Count the lines in the items that contain the string "side". Reply with the number only.
— Start —
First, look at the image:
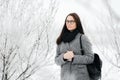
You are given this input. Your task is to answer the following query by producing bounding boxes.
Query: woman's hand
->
[64,51,74,61]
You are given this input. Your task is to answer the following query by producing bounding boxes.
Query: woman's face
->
[66,16,76,31]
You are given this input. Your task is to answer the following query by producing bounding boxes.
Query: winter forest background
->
[0,0,120,80]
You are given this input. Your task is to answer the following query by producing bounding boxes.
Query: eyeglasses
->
[66,20,75,24]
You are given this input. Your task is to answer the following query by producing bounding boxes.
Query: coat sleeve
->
[55,45,67,66]
[72,35,94,64]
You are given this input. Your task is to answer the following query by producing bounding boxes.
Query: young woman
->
[55,13,94,80]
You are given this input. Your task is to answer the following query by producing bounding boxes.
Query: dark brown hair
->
[56,13,84,45]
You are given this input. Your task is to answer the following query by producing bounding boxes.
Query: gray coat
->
[55,33,94,80]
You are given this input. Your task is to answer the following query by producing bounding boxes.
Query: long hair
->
[56,13,84,45]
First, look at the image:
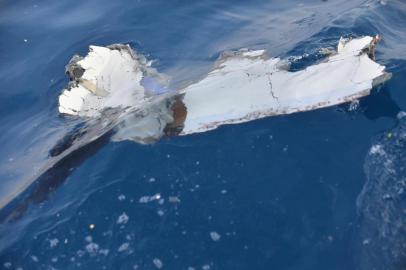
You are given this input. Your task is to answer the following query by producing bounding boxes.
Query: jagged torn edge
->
[59,36,390,135]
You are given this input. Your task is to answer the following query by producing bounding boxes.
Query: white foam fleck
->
[49,238,59,248]
[85,243,99,256]
[117,212,130,224]
[118,243,130,252]
[210,232,221,241]
[152,258,164,269]
[369,144,385,156]
[138,193,161,203]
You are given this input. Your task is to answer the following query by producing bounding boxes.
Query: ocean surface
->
[0,0,406,270]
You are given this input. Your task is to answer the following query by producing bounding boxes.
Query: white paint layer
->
[59,36,389,136]
[182,37,386,135]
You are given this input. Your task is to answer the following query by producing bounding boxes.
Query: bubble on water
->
[210,232,221,241]
[85,235,93,243]
[99,248,110,256]
[118,243,130,252]
[138,193,161,203]
[49,238,59,248]
[168,196,180,203]
[117,212,129,224]
[369,144,385,156]
[152,258,164,269]
[348,100,359,112]
[85,243,99,256]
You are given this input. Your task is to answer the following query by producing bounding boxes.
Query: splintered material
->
[59,36,390,135]
[59,45,145,117]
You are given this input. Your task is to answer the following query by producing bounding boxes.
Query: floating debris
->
[139,193,161,203]
[152,258,164,269]
[210,232,221,241]
[117,243,130,252]
[49,238,59,248]
[59,36,390,139]
[117,212,130,224]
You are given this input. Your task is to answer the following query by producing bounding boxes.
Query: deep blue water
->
[0,0,406,270]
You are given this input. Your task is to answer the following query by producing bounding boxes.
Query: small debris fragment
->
[117,212,129,224]
[152,258,164,269]
[49,238,59,248]
[86,243,99,256]
[210,232,221,241]
[118,243,130,252]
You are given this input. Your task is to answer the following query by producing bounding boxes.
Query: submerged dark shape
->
[355,113,406,270]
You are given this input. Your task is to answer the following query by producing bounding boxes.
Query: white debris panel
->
[59,36,390,135]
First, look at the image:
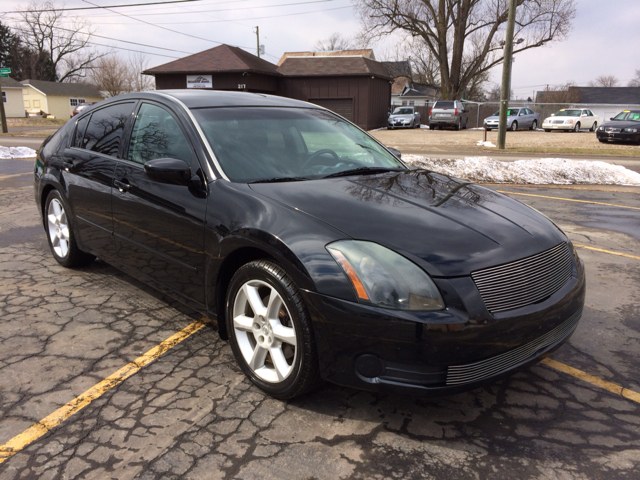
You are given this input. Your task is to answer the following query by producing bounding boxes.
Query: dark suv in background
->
[429,100,469,130]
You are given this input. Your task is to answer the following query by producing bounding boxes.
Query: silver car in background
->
[387,107,420,130]
[484,107,540,131]
[429,100,469,130]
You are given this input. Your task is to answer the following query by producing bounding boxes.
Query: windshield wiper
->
[249,177,310,183]
[322,167,406,178]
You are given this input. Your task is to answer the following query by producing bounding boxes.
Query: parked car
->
[35,90,585,398]
[71,102,96,117]
[596,110,640,144]
[429,100,469,130]
[387,107,420,130]
[542,108,600,132]
[484,108,540,131]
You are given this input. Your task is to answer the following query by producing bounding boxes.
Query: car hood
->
[251,170,566,276]
[600,120,640,129]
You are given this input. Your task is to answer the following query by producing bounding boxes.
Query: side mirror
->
[387,147,402,158]
[144,158,191,185]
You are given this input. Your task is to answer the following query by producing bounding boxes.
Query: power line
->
[82,0,255,48]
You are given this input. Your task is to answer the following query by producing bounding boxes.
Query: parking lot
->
[0,156,640,480]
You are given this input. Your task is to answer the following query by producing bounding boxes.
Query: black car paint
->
[35,91,585,394]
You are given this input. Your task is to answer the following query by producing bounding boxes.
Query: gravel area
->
[370,128,640,152]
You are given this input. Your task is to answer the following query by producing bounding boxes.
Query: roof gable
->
[278,56,391,79]
[143,44,279,75]
[21,80,104,98]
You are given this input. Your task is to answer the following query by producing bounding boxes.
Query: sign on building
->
[187,75,213,88]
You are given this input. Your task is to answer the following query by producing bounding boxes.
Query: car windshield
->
[192,107,406,183]
[491,108,520,117]
[554,110,582,117]
[613,110,640,122]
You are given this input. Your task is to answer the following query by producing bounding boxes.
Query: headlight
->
[327,240,444,310]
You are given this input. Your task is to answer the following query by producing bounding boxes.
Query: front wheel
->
[44,190,96,267]
[226,260,320,400]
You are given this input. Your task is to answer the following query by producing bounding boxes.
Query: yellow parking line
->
[573,243,640,260]
[541,358,640,403]
[496,190,640,210]
[0,317,209,463]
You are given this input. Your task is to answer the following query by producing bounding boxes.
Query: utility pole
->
[256,25,260,58]
[498,0,518,150]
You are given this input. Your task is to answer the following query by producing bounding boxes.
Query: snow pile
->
[402,155,640,185]
[0,147,36,160]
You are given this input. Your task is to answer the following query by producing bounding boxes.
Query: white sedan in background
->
[542,108,600,132]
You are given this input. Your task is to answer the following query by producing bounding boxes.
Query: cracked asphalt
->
[0,157,640,480]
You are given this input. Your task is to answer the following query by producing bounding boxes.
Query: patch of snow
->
[0,147,36,160]
[402,154,640,185]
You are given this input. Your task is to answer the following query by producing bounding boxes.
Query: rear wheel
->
[44,190,96,267]
[226,260,320,399]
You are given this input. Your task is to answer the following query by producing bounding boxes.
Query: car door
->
[112,101,207,304]
[62,102,135,260]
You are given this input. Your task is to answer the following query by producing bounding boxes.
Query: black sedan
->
[35,90,585,398]
[596,110,640,144]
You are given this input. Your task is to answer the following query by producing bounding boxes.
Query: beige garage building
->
[0,77,24,118]
[22,80,104,119]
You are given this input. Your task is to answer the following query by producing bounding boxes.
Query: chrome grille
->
[471,243,573,313]
[447,309,582,385]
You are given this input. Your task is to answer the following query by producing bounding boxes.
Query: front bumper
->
[596,130,640,143]
[303,261,586,396]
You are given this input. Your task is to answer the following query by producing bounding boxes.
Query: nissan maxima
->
[35,90,585,399]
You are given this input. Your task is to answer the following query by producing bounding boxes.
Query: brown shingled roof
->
[143,44,279,75]
[278,48,376,65]
[278,56,392,80]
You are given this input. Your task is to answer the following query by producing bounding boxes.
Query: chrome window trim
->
[154,92,230,182]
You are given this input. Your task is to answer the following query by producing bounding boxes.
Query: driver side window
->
[127,103,192,164]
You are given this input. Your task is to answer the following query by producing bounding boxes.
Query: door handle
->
[113,180,131,193]
[62,161,75,172]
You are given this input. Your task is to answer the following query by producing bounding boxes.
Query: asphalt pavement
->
[0,152,640,480]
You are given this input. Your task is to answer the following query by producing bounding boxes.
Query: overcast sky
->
[0,0,640,98]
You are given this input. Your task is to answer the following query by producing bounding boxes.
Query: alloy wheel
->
[47,198,70,258]
[233,280,298,383]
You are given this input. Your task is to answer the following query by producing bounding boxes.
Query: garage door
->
[309,98,353,122]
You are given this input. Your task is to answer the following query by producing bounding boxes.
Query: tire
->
[43,190,96,268]
[226,260,320,400]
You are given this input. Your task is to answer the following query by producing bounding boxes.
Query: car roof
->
[140,89,323,110]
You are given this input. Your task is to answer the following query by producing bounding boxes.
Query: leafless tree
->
[87,53,153,97]
[354,0,576,99]
[20,1,101,82]
[627,70,640,87]
[589,75,620,87]
[313,32,353,52]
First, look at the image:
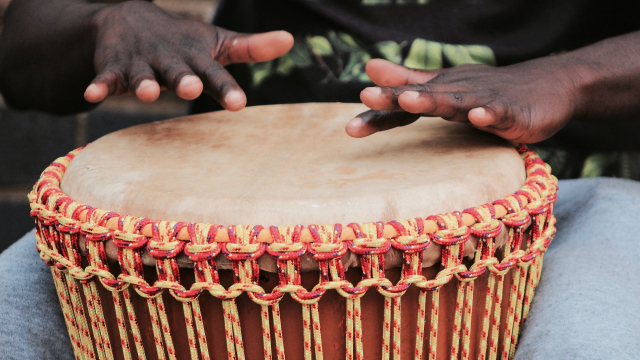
— End —
- _Exercise output_
2